» **Source text**
+ + + + +

September 10th, 2009 . by Peggy

Here’s a checklist to help you create a project timeline for your self-published book or ebook, and understand how long to allocate for each stage of the process.

There are two philosophies about when to release your book. One dictates that you should pre-determine a particular event or time of year with which to coincide the release of the book for best effect. This means picking a release date well in advance, and then counting backwards on your calendar in order to determine when you need to have certain milestones completed.

The second philosophy suggests that if your book is “timeless”, you can simply release the book on your own self-determined timeline, and take a more long-term, big-picture approach, because you’re in this for the long haul.

I suggest a compromise between the two: rather than just working along as in the second philosophy, pick a date that is practical for you to achieve, because otherwise, the book won’t ever happen. After all, every book project is for the long haul. Then follow this checklist to get the book ready in time. Rushing it rarely offers a concrete advantage, but dawdling doesn’t make you any money, either.

For a print book, the timeline must include printing, which frighteningly, relies heavily on someone other than you and your core team: Your Printer. Your printer will be your best friend on this project, so be certain that you call them as early in the project as possible (see #3 below for the best time to call them) and see what their press schedule is like. Press time can be booked over a year in advance for some large companies, but for small jobs, many companies adopt a “we’ll fit you in” sort of attitude. The print timeline is also determined by the style of book you choose, including options like hardcover vs. perfect-bound, paper choices, and so on. Your printer should prepare a clearly laid out quote with all of these options and discuss them with you in detail.

I love my printer so much that I feel I should tell you about Friesens, based in Manitoba, Canada. They have grown to become one of the largest book printers in North America, (the world?) and frequently print for the big publishing houses and many other American companies as well as their native Canadian market. My rep is an amazing guy named Gerhard Aichelberger, on Vancouver Island. (Reps are determined by where you live.) He’d love to talk to you about your print needs, and no, I’m not being compensated in any way for saying that. He’s just an extraordinarily nice guy who has repeatedly bent over backwards to make my Authors happy. All of the Friesens reps are great, and the company is made up of people that are more like a huge family than employees. There is no style of book that they cannot print, stock, and ship, and their quality controls are ISO certified.

+ + + + +

» **Required tasks**
1: List every geographic place name that appears in the text on book release timelines.
2: Write a continuation of the text on self-publishing timelines, starting after its final sentence.
The entries that come next are separate from the text on self-publishing timelines.

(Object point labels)

+ + + + +

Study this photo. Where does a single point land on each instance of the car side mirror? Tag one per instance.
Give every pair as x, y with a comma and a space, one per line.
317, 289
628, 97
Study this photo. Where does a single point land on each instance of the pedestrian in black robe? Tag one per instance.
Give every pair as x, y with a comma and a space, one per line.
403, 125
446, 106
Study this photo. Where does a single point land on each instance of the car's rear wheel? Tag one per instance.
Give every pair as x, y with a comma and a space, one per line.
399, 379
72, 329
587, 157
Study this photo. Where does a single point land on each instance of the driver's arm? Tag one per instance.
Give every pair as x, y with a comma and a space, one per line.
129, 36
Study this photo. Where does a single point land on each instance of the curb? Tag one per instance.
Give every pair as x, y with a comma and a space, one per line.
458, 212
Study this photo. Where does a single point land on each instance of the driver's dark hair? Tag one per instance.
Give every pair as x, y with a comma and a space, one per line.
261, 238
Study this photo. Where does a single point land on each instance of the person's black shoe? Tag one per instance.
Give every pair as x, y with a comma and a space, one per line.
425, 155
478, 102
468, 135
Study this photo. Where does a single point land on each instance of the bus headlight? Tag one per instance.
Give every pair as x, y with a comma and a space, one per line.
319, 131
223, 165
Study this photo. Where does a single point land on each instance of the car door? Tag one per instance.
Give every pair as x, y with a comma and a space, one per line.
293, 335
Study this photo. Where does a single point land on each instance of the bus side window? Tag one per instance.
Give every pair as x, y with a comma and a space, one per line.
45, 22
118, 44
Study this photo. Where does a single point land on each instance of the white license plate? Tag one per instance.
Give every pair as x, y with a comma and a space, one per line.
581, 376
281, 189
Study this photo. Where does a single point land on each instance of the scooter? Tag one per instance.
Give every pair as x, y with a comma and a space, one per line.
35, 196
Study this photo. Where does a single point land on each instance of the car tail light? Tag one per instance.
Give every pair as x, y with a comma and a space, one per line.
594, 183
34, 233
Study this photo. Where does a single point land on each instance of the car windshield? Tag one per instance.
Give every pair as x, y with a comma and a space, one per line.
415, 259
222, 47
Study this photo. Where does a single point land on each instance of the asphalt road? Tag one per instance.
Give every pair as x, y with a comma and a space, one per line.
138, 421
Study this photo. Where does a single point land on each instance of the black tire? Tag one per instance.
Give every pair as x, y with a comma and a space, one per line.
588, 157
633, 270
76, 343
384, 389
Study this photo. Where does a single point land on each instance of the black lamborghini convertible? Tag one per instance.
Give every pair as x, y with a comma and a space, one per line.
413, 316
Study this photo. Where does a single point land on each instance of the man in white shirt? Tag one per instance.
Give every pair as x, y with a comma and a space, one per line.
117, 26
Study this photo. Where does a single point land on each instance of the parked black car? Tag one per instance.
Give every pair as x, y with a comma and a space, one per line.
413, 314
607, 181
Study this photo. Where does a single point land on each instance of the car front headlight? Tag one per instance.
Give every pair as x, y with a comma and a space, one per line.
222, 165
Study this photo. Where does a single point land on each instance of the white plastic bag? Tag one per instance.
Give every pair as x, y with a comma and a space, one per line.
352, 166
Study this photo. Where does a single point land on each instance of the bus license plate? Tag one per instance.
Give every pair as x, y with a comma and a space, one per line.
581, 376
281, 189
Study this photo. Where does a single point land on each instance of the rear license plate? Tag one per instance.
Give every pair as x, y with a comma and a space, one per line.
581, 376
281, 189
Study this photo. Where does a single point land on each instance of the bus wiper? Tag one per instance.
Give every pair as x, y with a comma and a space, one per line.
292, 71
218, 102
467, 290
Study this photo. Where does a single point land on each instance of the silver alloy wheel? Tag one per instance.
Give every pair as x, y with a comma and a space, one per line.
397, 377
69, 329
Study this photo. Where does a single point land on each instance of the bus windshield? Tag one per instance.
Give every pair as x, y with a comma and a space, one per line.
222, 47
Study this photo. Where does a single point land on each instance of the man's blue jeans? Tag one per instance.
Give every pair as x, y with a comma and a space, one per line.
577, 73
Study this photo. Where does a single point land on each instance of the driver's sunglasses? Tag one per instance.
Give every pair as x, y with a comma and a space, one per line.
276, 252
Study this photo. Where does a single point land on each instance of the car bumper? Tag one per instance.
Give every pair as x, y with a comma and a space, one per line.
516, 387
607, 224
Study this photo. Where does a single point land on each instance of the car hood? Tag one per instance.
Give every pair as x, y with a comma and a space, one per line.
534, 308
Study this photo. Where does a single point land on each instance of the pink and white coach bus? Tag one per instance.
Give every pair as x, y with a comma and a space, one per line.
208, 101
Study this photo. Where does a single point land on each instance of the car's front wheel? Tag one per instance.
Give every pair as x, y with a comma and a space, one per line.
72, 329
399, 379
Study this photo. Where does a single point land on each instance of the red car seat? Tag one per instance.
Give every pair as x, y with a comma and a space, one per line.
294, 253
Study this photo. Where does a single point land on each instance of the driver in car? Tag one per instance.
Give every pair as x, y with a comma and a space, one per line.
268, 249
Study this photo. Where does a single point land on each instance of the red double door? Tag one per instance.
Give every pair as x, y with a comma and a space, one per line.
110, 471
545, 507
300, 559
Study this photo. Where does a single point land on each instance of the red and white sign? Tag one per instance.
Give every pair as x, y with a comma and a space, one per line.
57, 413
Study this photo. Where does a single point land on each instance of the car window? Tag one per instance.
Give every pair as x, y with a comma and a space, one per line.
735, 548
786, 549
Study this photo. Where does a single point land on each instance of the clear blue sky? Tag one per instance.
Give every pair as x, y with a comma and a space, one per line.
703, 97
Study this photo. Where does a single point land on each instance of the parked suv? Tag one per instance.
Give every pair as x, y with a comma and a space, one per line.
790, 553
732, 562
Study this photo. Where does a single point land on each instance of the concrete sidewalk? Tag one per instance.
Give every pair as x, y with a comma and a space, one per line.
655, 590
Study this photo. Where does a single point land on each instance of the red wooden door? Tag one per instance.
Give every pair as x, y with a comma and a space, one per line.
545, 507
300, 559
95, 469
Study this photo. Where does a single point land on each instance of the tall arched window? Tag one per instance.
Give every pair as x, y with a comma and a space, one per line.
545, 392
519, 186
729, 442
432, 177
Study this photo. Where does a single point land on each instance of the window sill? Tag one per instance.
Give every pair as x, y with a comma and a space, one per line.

+ + + + +

» **Answer list**
1: Manitoba, Canada, North America, Vancouver Island

2:
Here are the basic timeline elements, with a sample time frame below in [brackets], based on an imaginary project where; there is only one Author, the subject is one with which they are already familiar, there is a marginal amount of additional research to be done, a simple design will be chosen, the book will be simultaneously paper and ebook published, and the Author intends to perform a combination of self-marketing and traditional print book marketing through retail channels.

1. Market Research

The most important thing in the entire project. This might take minutes, or it might take months. Don’t over-do it, but you should have a clear idea as to the size and viability of the market, how they are currently receiving information in this topic area (ebook vs. book, styles of either…) and what niches are still available for you in the market. Be sure to include keyword research in this section, and purchasing of appropriate domain names. (See my earlier post for choosing a domain name, which tightly steers your book titling process.) Secure your social media outlets, like your Twitter account and YouTube channel, along with your Facebook fan page. Brainstorm about more stuff like this day and night.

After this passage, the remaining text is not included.